(A block of data)
────────────────────

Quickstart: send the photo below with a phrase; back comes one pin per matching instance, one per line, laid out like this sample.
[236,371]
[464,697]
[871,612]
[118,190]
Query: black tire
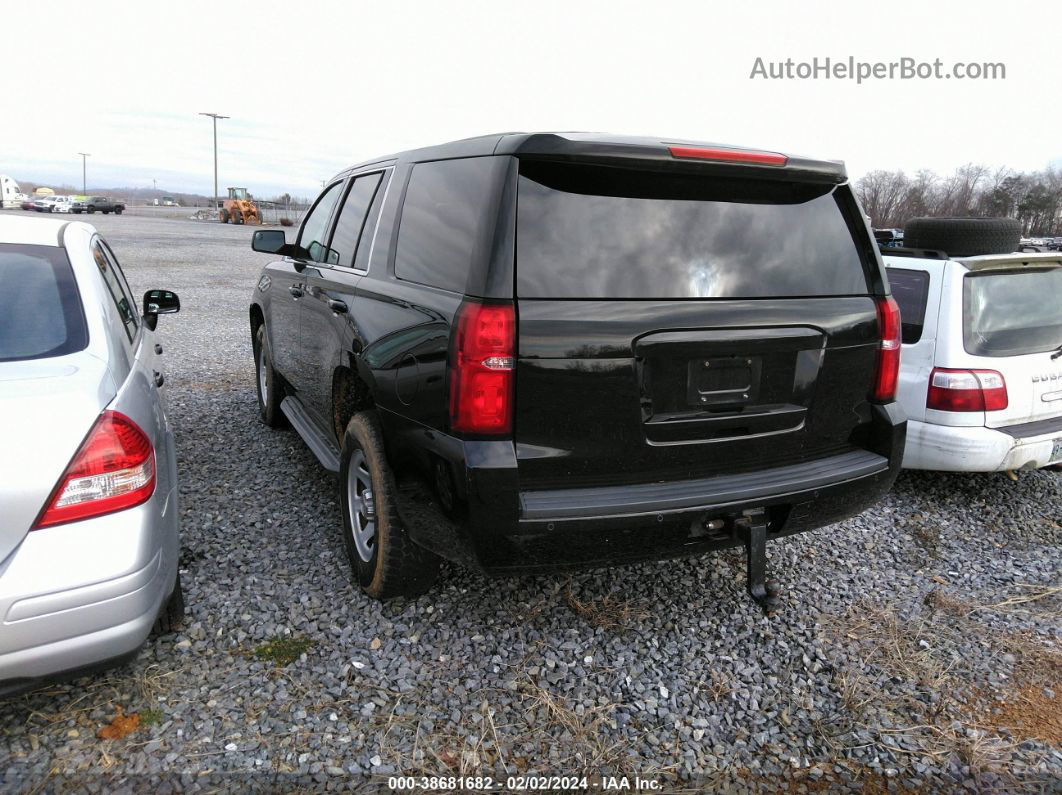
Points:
[395,566]
[173,614]
[963,237]
[269,404]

────────────────────

Copy out every line of the records above word for word, but leave out the picture.

Quickstart: send the photo below with a phrase; back comes one pin per matching instance, one per line, laid out like this sample.
[236,371]
[464,697]
[871,612]
[118,190]
Query: black tire
Points:
[395,566]
[173,614]
[963,237]
[269,404]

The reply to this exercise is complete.